SHORT TASK.
Reproduce each of the following records with "quality-control purposes" swapped for "inspection purposes" and everything else unchanged, and leave the pictures out of your answer.

>> Begin

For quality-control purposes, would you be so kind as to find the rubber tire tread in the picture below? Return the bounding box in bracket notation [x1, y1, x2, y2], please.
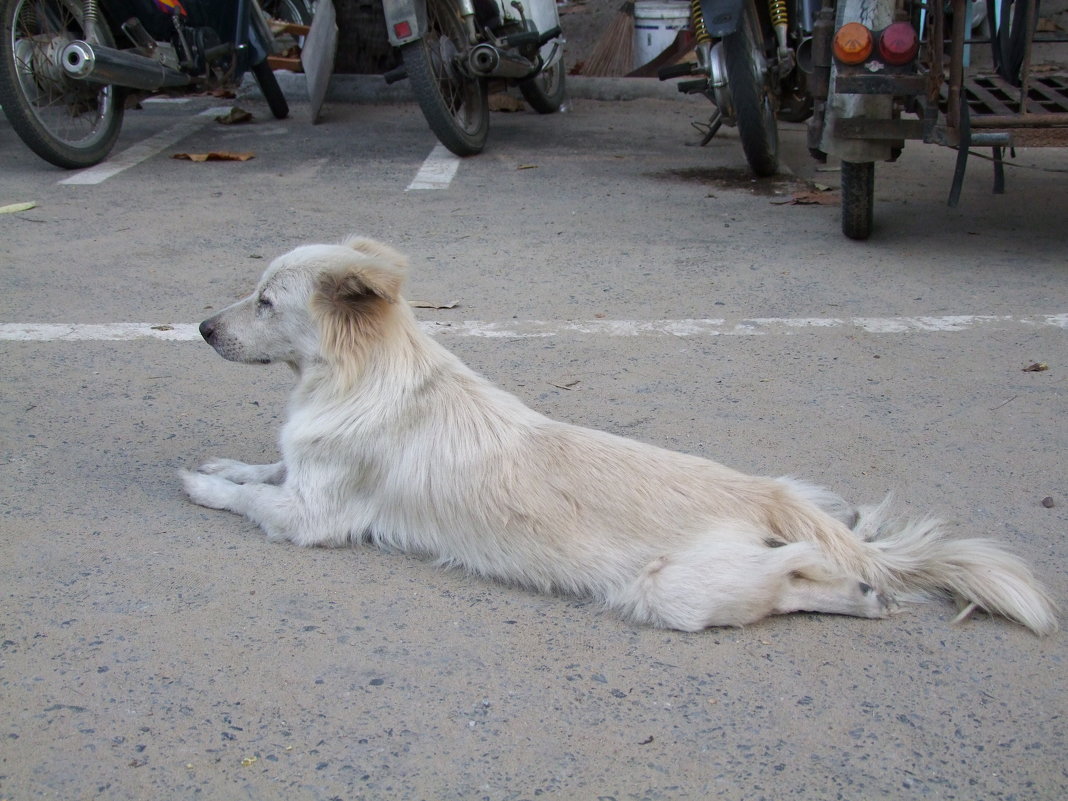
[723, 0, 779, 177]
[252, 59, 289, 120]
[842, 161, 875, 239]
[401, 6, 489, 156]
[0, 0, 126, 170]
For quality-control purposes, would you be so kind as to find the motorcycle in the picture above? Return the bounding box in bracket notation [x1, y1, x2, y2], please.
[0, 0, 288, 169]
[659, 0, 819, 176]
[382, 0, 566, 156]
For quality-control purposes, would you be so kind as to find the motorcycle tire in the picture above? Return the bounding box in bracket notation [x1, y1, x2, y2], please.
[519, 59, 567, 114]
[252, 60, 289, 120]
[401, 0, 489, 156]
[0, 0, 126, 170]
[842, 161, 875, 239]
[723, 0, 779, 177]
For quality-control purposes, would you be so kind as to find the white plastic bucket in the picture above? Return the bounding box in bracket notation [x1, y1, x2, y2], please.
[634, 0, 690, 69]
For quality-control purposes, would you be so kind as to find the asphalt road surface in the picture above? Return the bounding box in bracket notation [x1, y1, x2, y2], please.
[6, 76, 1068, 801]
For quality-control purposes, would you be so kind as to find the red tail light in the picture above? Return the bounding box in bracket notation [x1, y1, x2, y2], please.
[879, 22, 920, 66]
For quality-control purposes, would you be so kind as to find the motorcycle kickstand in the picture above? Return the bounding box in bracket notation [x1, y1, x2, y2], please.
[690, 109, 723, 147]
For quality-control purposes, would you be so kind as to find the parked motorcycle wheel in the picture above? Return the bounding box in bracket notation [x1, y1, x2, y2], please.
[401, 0, 489, 156]
[0, 0, 125, 169]
[519, 59, 567, 114]
[842, 161, 875, 239]
[252, 59, 289, 120]
[723, 0, 779, 177]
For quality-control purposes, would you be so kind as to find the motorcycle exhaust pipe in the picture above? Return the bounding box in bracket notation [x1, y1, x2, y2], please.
[60, 41, 192, 91]
[468, 42, 535, 78]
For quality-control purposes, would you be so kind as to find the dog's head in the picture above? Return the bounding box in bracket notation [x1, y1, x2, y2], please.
[200, 236, 407, 371]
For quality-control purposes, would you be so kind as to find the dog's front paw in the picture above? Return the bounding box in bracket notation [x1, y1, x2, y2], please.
[182, 470, 235, 509]
[197, 459, 253, 484]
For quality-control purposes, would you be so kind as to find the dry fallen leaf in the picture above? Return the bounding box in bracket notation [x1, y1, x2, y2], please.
[489, 93, 527, 111]
[408, 300, 460, 309]
[177, 151, 256, 162]
[215, 106, 252, 125]
[771, 190, 842, 206]
[0, 201, 37, 215]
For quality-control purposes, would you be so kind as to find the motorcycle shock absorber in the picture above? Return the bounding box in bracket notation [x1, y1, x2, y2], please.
[690, 0, 712, 45]
[768, 0, 789, 50]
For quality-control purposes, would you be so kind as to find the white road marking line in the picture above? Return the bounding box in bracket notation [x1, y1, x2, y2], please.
[57, 106, 230, 186]
[0, 313, 1068, 342]
[405, 144, 460, 192]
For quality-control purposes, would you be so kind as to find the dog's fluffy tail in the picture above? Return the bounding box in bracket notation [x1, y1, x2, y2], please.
[779, 476, 1057, 634]
[852, 499, 1057, 634]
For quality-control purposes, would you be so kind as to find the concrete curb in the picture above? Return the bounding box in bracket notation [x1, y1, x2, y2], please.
[240, 69, 682, 104]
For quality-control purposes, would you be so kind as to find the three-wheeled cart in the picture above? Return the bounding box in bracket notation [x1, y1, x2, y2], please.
[810, 0, 1068, 239]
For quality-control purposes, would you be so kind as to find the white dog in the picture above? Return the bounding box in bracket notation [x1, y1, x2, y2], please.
[183, 237, 1057, 634]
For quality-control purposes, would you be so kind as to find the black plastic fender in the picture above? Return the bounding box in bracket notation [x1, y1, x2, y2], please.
[701, 0, 745, 38]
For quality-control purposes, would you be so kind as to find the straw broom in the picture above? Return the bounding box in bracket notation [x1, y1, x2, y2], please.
[582, 0, 634, 78]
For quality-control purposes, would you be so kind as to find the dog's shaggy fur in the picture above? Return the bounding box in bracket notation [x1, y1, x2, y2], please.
[184, 237, 1057, 634]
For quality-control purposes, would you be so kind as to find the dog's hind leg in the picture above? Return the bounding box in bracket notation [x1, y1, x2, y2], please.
[609, 540, 888, 631]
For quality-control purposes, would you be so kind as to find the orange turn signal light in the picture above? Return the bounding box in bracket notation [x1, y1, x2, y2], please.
[834, 22, 874, 64]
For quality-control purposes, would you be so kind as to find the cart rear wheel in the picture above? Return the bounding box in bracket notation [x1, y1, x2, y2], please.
[842, 161, 875, 239]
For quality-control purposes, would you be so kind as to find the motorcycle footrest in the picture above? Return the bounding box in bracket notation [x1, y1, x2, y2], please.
[657, 61, 697, 81]
[675, 78, 708, 95]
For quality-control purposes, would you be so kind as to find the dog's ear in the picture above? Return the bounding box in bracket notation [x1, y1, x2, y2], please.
[342, 235, 408, 294]
[312, 237, 407, 373]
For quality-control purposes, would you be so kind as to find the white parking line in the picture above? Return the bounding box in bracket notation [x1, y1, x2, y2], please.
[405, 144, 460, 192]
[0, 313, 1068, 342]
[57, 106, 230, 186]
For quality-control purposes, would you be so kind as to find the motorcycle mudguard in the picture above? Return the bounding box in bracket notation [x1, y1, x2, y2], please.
[382, 0, 426, 47]
[701, 0, 745, 38]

>> End

CORRECT RESPONSE.
For inspection purposes, would you be so kind as to find the rubber tire tread in the picture below? Return the bounding box in bracket notation [x1, y1, x2, y2], please.
[723, 0, 779, 177]
[252, 59, 289, 120]
[842, 161, 875, 239]
[401, 6, 489, 156]
[0, 0, 126, 170]
For inspection purposes, would you be so kind as to find the motorcycle in the picture above? Return the bounding box in bracket notation [x1, y1, x2, y2], please.
[0, 0, 288, 169]
[659, 0, 819, 176]
[382, 0, 566, 156]
For inspection purposes, would you be so kind as to find the motorcycle tire in the picture above? Return the bounding box in bracket notation [x1, y1, x2, y2], please.
[519, 59, 567, 114]
[252, 60, 289, 120]
[401, 0, 489, 156]
[0, 0, 126, 170]
[842, 161, 875, 239]
[723, 0, 779, 177]
For inspection purposes, would you be so kind as to find the white plastic bucket in the picture above? Return the bounding box in bracket notation [x1, y1, x2, y2], please.
[634, 0, 690, 69]
For inspection purposes, would you be so kind as to find the asphalt road surface in the picture above? Return the bounding box in bracket notation [x1, y1, x2, y2], please.
[6, 76, 1068, 801]
For inspection purposes, would you be so kind as to find the red tail light in the picture above? Return the bounding box in bracket notation [x1, y1, x2, y2], please.
[879, 22, 920, 66]
For inspection purposes, would you be so kind as to find the motorcycle kickstand in the picture above? Return the bounding box in bracket notation [x1, y1, x2, y2], please.
[690, 109, 723, 147]
For inspection purposes, would you be so kind as to find the parked motorcycle wheel in the picture above? Return the bounding box in bracket notation [x1, y1, x2, y2], please.
[401, 0, 489, 156]
[0, 0, 125, 169]
[519, 59, 567, 114]
[842, 161, 875, 239]
[252, 59, 289, 120]
[723, 0, 779, 177]
For inspection purposes, would you be so kind as to find the motorcycle exhaust pipe in the picture above? Return the bounding box in bracket notation [x1, y1, x2, y2], please.
[60, 41, 192, 91]
[468, 42, 535, 78]
For inspection purposes, would you be so kind as to find the dog's head in the picture above? Return the bounding box in bracket notation [x1, y1, x2, y2], please.
[200, 236, 407, 371]
For inspection purposes, would you be so kind as to find the dog's front paw in the picture above? Return the bounding box in bracket notation [x1, y1, x2, y2], please.
[182, 470, 235, 509]
[197, 459, 253, 484]
For inspection purposes, would you be so kind as to find the dry fallen leaf in the picture above? Return the bounding box in bracket notation [x1, y1, x2, y2], please.
[489, 93, 527, 111]
[408, 300, 460, 309]
[177, 151, 256, 162]
[215, 106, 252, 125]
[771, 190, 842, 206]
[0, 201, 37, 215]
For inspection purposes, would you be so kind as to find the motorcycle shock absorber in the picture above? Return the bounding box in bracket notation [x1, y1, x2, y2], please.
[690, 0, 712, 45]
[768, 0, 789, 50]
For inspection purposes, would you be so kind as to find the white road marking line in the picture above? Return the bounding box in bracket notation [x1, y1, x2, y2], please.
[57, 106, 230, 186]
[0, 313, 1068, 342]
[405, 144, 460, 192]
For inspection purposes, would you be so kind as to find the dog's fluffy tail in the picture above? Return the bounding box in bracket notation [x1, y1, x2, y2], please.
[779, 476, 1057, 634]
[852, 499, 1057, 634]
For inspection purposes, would you be so kind as to find the concrete curb in the picture above? Return the bounding box in bracket notation [x1, y1, x2, y2], please.
[240, 69, 682, 104]
For inspection purposes, would you be so kind as to find the three-wheeled cart in the picture above? Return the bounding box in bracket notation [x1, y1, x2, y2], please.
[810, 0, 1068, 239]
For inspection purposes, would you be so kind as to find the white dog in the picture above? Return the bounding box in bracket notation [x1, y1, x2, y2], please.
[183, 237, 1057, 634]
For inspection purposes, would you be so kind as to find the black plastic fender in the picture above? Return the bounding box in bracket notation [x1, y1, x2, y2], please.
[701, 0, 745, 38]
For inspection purposes, would you be so kind as to find the straw broom in the picture above? Return the bounding box in bracket notation [x1, y1, x2, y2], please.
[582, 0, 634, 78]
For inspection purposes, would you be so kind as to find the dog's shaggy fur in the picture above? Return the bounding box in bracket notation [x1, y1, x2, y2], please.
[184, 237, 1057, 634]
For inspection purposes, would you be so kind as to find the dog's hind leg in the picture above? Return the bounding box in bracket notation [x1, y1, x2, y2], please.
[609, 540, 888, 631]
For inspection purposes, would you be so kind as to find the orange turn signal light in the picture above? Return the bounding box in bracket notation [x1, y1, x2, y2], please.
[834, 22, 874, 64]
For inspection purposes, would you be so kind as to find the cart rear wheel in the picture above? Return the bounding box in bracket notation [x1, y1, x2, y2], please.
[842, 161, 875, 239]
For inspection purposes, would you be so kind as to find the motorcycle footrest in the picture above? Return the bounding box in bracket notation [x1, y1, x2, y2], please.
[657, 61, 697, 81]
[675, 78, 708, 95]
For inspection purposes, would you be so kind as to find the dog's ear in the picture above? Return the bounding box in bracket notation [x1, y1, x2, y2], please.
[342, 235, 408, 294]
[312, 237, 407, 373]
For inspection purposes, would you be so kind as to find the white parking line in the picture above? Return the bounding box in bracket notation [x1, y1, x2, y2], please.
[405, 144, 460, 192]
[0, 313, 1068, 342]
[57, 106, 230, 186]
For inspection purposes, would you be so kind as to find the motorcycle mudguard in the picture above? Return the bounding box in bracket notation [x1, y1, x2, y2], please.
[382, 0, 426, 47]
[701, 0, 745, 38]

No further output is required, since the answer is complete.